§ **REQUIREMENT**
Reproduce word for word the lines from the one containing "Tag every instance of the grassy" through the one containing "pixel 41 63", with both of those lines included.

-- BEGIN PROVIDED MATERIAL --

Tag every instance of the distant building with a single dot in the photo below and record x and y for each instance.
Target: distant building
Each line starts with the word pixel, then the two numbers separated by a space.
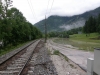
pixel 79 32
pixel 1 43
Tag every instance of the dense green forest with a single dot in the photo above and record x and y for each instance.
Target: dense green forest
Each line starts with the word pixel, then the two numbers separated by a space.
pixel 14 28
pixel 92 25
pixel 65 34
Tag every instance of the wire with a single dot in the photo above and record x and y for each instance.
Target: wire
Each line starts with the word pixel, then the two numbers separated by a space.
pixel 47 7
pixel 31 9
pixel 51 6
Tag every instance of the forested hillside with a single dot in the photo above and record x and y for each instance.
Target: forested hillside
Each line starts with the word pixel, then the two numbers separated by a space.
pixel 14 28
pixel 58 23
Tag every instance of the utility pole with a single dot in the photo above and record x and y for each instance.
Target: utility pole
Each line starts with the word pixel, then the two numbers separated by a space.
pixel 45 30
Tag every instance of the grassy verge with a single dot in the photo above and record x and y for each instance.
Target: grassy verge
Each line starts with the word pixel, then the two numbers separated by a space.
pixel 81 41
pixel 11 48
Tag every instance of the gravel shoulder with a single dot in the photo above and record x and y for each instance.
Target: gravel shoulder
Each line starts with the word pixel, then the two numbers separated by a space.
pixel 62 66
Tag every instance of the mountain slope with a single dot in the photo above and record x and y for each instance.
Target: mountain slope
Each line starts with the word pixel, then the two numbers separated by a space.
pixel 58 23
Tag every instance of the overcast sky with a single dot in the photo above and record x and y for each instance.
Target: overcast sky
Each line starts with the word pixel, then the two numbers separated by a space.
pixel 35 10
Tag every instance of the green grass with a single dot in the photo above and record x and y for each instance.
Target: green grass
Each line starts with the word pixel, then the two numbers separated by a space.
pixel 56 52
pixel 11 48
pixel 81 41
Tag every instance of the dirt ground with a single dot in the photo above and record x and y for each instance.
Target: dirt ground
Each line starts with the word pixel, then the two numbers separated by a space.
pixel 63 66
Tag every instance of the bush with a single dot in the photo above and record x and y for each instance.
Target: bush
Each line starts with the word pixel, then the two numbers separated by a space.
pixel 56 52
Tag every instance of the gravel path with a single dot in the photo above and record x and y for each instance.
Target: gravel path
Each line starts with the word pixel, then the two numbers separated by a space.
pixel 78 56
pixel 41 63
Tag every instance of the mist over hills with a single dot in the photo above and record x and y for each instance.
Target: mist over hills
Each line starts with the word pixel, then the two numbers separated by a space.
pixel 59 23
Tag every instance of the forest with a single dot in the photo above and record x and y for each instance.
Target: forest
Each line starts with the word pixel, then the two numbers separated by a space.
pixel 92 25
pixel 14 28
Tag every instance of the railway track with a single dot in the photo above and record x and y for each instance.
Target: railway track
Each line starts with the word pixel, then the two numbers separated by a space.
pixel 18 62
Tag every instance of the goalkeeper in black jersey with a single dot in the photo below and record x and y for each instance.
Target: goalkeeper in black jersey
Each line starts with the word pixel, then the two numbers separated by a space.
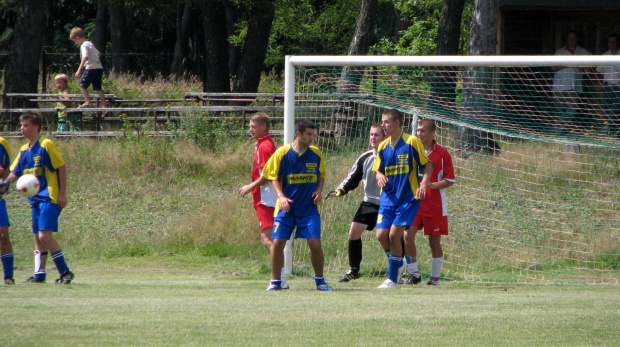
pixel 366 215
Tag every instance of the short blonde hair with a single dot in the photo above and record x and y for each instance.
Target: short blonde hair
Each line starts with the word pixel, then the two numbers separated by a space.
pixel 77 32
pixel 261 118
pixel 62 76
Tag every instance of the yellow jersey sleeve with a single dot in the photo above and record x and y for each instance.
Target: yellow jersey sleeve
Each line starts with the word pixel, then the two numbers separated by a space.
pixel 272 167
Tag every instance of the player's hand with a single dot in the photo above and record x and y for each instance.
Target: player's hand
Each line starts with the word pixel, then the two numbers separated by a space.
pixel 420 193
pixel 337 192
pixel 285 203
pixel 381 180
pixel 244 190
pixel 316 197
pixel 62 200
pixel 4 186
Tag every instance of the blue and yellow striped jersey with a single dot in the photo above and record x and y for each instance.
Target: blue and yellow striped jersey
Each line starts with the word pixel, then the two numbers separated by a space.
pixel 399 163
pixel 42 160
pixel 5 155
pixel 298 175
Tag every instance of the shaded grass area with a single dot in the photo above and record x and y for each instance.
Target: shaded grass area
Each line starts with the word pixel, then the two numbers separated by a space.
pixel 197 300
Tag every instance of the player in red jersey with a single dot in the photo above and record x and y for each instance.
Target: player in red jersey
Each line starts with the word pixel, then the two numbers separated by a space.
pixel 433 212
pixel 263 195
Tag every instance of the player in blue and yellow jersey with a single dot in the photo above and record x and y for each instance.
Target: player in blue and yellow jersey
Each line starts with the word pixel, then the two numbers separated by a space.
pixel 6 250
pixel 396 165
pixel 297 173
pixel 41 157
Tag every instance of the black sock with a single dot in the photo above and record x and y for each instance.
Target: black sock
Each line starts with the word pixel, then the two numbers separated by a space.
pixel 355 254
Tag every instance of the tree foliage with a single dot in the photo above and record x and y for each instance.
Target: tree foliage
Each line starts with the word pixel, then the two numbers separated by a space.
pixel 152 41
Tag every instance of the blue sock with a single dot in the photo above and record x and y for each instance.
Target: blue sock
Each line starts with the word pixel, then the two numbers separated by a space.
pixel 59 260
pixel 393 265
pixel 7 265
pixel 40 275
pixel 319 280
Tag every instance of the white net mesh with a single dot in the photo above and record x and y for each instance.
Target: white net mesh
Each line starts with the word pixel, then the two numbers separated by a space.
pixel 537 193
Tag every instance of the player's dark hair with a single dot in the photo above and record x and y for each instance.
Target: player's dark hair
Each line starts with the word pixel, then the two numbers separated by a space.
pixel 304 124
pixel 430 123
pixel 77 32
pixel 394 114
pixel 32 117
pixel 378 126
pixel 261 118
pixel 572 31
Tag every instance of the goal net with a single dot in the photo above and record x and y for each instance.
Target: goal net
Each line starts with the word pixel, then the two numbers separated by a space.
pixel 537 192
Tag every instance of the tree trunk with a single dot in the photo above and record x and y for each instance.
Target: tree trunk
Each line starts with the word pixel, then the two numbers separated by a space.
pixel 478 84
pixel 119 36
pixel 101 28
pixel 216 48
pixel 22 71
pixel 448 36
pixel 177 67
pixel 255 47
pixel 360 44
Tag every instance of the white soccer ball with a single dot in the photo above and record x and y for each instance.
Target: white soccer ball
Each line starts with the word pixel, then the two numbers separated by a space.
pixel 28 185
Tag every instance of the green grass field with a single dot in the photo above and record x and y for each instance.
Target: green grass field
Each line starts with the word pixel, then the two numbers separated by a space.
pixel 195 300
pixel 165 252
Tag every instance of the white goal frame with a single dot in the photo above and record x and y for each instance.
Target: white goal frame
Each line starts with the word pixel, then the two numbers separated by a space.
pixel 292 61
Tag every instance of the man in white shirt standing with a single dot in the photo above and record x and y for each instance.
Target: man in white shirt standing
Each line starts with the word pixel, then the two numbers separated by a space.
pixel 568 81
pixel 611 83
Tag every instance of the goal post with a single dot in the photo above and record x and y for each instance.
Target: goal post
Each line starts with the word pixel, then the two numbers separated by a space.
pixel 537 193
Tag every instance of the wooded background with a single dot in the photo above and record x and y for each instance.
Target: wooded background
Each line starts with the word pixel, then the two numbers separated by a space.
pixel 227 43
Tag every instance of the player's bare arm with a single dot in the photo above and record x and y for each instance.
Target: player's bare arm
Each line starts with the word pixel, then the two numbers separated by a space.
pixel 248 188
pixel 426 180
pixel 317 195
pixel 441 185
pixel 381 179
pixel 62 185
pixel 283 200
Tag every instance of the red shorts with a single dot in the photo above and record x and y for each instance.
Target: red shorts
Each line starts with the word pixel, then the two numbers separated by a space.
pixel 433 226
pixel 265 216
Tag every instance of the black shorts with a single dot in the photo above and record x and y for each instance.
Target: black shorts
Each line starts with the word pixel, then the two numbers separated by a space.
pixel 367 214
pixel 91 76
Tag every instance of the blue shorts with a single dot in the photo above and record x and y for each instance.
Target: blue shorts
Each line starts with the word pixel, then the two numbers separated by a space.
pixel 308 227
pixel 4 215
pixel 91 76
pixel 402 215
pixel 45 217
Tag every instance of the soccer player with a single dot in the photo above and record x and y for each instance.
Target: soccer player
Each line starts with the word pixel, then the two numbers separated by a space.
pixel 366 216
pixel 6 250
pixel 41 157
pixel 297 172
pixel 432 215
pixel 263 195
pixel 398 158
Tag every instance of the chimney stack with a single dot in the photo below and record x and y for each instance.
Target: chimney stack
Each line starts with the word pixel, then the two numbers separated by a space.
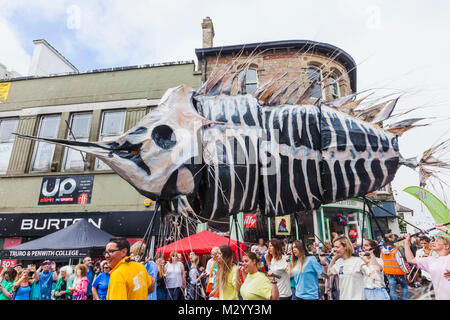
pixel 208 32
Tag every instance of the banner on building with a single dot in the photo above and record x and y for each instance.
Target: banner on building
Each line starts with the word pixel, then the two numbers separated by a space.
pixel 119 223
pixel 353 233
pixel 250 220
pixel 45 254
pixel 283 225
pixel 4 90
pixel 9 263
pixel 66 190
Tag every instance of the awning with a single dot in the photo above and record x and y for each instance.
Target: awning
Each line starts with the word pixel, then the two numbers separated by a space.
pixel 76 241
pixel 388 206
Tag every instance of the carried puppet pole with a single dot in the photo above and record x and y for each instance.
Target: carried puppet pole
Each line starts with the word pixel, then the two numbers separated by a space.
pixel 302 233
pixel 148 232
pixel 372 215
pixel 392 214
pixel 420 232
pixel 237 235
pixel 364 220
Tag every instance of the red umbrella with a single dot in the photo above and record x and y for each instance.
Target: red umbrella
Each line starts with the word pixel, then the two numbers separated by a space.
pixel 201 243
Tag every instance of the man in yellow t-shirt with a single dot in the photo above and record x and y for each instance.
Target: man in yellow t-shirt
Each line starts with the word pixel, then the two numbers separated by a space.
pixel 129 280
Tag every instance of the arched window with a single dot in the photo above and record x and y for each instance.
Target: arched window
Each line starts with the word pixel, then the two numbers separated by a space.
pixel 334 87
pixel 251 80
pixel 314 73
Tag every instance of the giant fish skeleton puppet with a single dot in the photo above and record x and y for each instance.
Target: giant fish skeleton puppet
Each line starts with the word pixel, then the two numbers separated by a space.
pixel 218 151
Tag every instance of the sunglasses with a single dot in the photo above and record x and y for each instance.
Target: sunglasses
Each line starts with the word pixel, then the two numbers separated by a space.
pixel 110 252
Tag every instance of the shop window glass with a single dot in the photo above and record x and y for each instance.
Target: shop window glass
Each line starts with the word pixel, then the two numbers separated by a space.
pixel 334 88
pixel 43 152
pixel 7 127
pixel 80 126
pixel 251 80
pixel 315 73
pixel 113 124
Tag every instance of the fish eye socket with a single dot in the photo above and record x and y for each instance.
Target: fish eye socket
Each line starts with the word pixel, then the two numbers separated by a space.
pixel 164 137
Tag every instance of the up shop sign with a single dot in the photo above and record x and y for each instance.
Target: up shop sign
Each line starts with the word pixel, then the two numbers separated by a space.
pixel 66 190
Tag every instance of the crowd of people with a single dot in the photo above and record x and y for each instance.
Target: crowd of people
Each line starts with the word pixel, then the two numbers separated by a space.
pixel 338 269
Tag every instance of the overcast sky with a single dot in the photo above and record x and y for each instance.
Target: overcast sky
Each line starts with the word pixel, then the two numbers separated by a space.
pixel 399 46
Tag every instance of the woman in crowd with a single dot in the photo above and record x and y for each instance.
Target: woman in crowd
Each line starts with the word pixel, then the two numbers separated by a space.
pixel 22 286
pixel 436 266
pixel 227 277
pixel 279 267
pixel 374 286
pixel 423 252
pixel 350 270
pixel 175 277
pixel 193 285
pixel 256 285
pixel 326 251
pixel 100 285
pixel 161 290
pixel 80 284
pixel 7 281
pixel 65 281
pixel 211 272
pixel 306 271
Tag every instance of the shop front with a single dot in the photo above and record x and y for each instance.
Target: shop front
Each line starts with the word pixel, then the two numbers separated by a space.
pixel 344 217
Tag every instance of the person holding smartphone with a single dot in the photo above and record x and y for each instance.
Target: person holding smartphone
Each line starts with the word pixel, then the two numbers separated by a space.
pixel 256 285
pixel 45 276
pixel 22 286
pixel 374 286
pixel 7 281
pixel 279 267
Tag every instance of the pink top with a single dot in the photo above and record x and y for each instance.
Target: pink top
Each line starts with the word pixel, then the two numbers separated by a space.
pixel 81 289
pixel 436 266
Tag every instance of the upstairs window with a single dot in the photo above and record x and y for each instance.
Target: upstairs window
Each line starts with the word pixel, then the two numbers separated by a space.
pixel 80 126
pixel 7 127
pixel 43 152
pixel 334 87
pixel 251 80
pixel 113 124
pixel 315 74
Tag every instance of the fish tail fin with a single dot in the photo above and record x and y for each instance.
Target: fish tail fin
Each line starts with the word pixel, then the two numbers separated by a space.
pixel 431 163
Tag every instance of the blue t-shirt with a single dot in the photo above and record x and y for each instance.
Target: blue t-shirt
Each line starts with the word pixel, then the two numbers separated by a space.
pixel 152 270
pixel 90 275
pixel 307 282
pixel 292 279
pixel 101 285
pixel 46 282
pixel 23 293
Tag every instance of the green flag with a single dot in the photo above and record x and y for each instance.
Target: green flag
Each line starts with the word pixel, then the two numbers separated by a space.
pixel 437 209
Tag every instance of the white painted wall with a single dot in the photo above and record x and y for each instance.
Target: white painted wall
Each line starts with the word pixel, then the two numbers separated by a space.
pixel 46 60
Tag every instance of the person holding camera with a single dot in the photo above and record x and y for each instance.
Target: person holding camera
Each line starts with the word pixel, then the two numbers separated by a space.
pixel 256 285
pixel 65 281
pixel 7 281
pixel 22 287
pixel 279 267
pixel 45 276
pixel 350 269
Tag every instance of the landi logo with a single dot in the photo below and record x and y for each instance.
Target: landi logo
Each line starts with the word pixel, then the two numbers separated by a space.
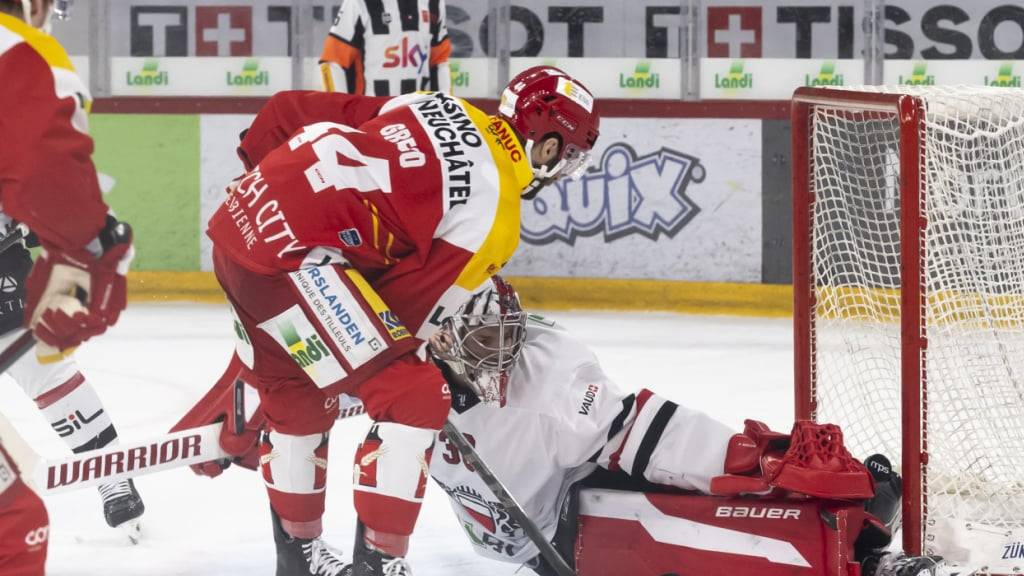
pixel 735 79
pixel 641 78
pixel 460 77
pixel 826 76
pixel 251 75
pixel 625 195
pixel 1005 78
pixel 406 54
pixel 151 75
pixel 919 76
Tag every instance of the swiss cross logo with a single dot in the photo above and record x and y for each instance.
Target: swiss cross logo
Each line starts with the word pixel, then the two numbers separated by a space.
pixel 223 31
pixel 734 32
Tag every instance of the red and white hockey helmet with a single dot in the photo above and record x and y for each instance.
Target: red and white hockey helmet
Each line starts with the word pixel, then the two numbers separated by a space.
pixel 543 100
pixel 486 335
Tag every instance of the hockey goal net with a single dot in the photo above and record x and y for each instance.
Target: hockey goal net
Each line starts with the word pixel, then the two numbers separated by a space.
pixel 908 281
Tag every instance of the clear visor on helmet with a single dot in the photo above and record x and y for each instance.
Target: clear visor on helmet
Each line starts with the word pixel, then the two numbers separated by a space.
pixel 61 9
pixel 488 341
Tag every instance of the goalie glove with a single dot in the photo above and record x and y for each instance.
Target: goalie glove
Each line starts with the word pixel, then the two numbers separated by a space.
pixel 76 294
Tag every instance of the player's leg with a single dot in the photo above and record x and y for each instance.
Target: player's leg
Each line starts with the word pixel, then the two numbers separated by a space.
pixel 71 405
pixel 24 524
pixel 311 333
pixel 409 402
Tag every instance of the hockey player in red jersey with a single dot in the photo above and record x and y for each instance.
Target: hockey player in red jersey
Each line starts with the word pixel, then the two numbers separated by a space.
pixel 520 375
pixel 360 224
pixel 47 181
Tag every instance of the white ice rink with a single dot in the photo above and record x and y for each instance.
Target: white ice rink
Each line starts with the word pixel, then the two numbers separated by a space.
pixel 160 359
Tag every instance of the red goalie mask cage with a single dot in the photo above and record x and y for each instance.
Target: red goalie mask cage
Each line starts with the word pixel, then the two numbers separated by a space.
pixel 908 282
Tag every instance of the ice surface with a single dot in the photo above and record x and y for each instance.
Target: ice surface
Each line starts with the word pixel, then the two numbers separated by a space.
pixel 160 359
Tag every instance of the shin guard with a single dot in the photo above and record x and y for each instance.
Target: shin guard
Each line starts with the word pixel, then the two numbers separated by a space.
pixel 294 468
pixel 390 478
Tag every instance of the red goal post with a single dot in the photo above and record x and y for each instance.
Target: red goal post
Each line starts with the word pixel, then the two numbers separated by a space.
pixel 908 293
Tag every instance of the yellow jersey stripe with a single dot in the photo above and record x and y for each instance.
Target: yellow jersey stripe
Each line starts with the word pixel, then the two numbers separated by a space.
pixel 43 43
pixel 503 238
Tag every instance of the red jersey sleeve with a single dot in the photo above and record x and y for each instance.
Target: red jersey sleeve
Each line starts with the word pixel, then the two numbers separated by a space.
pixel 47 179
pixel 289 111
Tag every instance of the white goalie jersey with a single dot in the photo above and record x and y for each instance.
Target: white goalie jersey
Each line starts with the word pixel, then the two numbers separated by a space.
pixel 564 418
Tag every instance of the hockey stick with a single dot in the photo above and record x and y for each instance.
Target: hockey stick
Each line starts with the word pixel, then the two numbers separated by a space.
pixel 515 510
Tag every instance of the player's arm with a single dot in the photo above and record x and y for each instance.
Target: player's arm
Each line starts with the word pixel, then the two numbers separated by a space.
pixel 287 112
pixel 342 59
pixel 48 181
pixel 440 48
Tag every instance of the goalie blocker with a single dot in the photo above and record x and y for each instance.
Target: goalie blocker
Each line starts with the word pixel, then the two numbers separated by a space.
pixel 821 513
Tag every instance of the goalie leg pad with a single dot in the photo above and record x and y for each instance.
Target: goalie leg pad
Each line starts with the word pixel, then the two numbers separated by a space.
pixel 389 481
pixel 294 469
pixel 644 534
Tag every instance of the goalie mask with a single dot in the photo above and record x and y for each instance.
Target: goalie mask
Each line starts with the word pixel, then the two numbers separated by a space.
pixel 483 339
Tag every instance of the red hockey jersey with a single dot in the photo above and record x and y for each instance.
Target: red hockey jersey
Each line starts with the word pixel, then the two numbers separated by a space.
pixel 420 193
pixel 47 179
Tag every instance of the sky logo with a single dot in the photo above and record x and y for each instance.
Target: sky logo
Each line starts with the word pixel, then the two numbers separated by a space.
pixel 625 195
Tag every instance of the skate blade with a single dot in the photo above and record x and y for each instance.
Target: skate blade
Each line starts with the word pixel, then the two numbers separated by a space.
pixel 133 530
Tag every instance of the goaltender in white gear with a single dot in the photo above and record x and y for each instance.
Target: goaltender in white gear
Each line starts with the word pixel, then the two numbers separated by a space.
pixel 562 418
pixel 542 413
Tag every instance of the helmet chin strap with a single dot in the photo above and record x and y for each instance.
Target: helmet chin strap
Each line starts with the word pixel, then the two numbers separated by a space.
pixel 543 174
pixel 27 10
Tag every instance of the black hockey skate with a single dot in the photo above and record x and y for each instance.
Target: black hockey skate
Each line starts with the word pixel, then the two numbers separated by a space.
pixel 370 562
pixel 901 565
pixel 123 507
pixel 300 557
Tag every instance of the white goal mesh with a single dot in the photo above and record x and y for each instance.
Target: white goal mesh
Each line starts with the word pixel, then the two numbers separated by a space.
pixel 972 258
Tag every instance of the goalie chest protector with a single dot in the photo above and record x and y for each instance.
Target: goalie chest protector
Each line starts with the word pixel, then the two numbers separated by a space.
pixel 643 534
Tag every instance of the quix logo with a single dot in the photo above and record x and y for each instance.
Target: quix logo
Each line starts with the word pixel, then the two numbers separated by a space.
pixel 625 195
pixel 1005 77
pixel 251 75
pixel 919 76
pixel 150 75
pixel 826 76
pixel 736 78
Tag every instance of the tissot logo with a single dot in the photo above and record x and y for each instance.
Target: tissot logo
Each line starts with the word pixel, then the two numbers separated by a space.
pixel 223 31
pixel 625 195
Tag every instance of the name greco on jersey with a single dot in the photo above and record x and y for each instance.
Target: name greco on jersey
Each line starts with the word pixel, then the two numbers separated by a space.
pixel 410 155
pixel 588 399
pixel 268 214
pixel 452 129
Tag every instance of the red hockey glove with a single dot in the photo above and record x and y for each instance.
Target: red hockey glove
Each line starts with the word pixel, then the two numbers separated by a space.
pixel 812 460
pixel 74 295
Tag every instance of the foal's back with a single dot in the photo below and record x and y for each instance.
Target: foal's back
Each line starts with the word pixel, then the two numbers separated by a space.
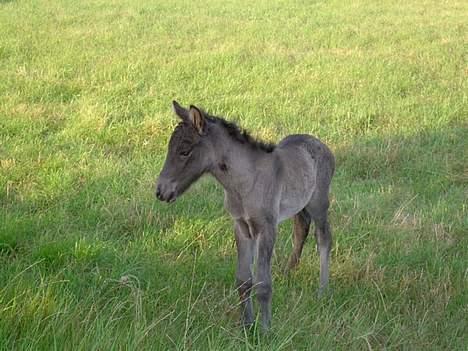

-- END PROVIDED MATERIAL --

§ **OUTPUT FOR THIS EXERCISE**
Tag every instance of the grassy verge with a single dot in the photo above and record x and y for each instance.
Target: grassy verge
Each line starts with the word pixel, then the two numbers separated by a space.
pixel 81 41
pixel 11 48
Tag every instance of the gravel shoulder with a single dot in the photo above and record x and y for each instance.
Target: gravel shoulder
Each line starts with the word pixel, then the two numbers separated by a space.
pixel 62 66
Tag every instance of the mountain slope with a single dot in the photo above and record x and y for each instance.
Target: mountain slope
Each line starts with the word pixel, then the two numbers separated by a space.
pixel 58 23
Tag every instance of the overcast sky with a single dot in the photo above and record x and y for each instance.
Target: overcast sky
Each line starts with the word pixel, then the two numbers separated by a space.
pixel 35 10
Tag every instance of the green grass with a single dot in the photo above and record x and y for each instance.
Target: green grass
Each line starts with the word pixel, then the two numbers separated by a space.
pixel 56 52
pixel 11 48
pixel 81 41
Tag every instance of the dirt ground with a single dot in the photo above and record x and y for each instance.
Target: dirt ground
Each line starts with the word pixel, then the two numbers separated by a space.
pixel 63 66
Tag every instance of the bush with a single dot in the photo above and record x and y for each instance.
Target: bush
Each line starts with the word pixel, then the two numbers separated by a space.
pixel 56 52
Tag every instance of the gravel path with a single dot in the photo above and record x and y for each instance.
Target: gravel path
Each line starts with the word pixel, then the two numbers separated by a space.
pixel 78 56
pixel 41 63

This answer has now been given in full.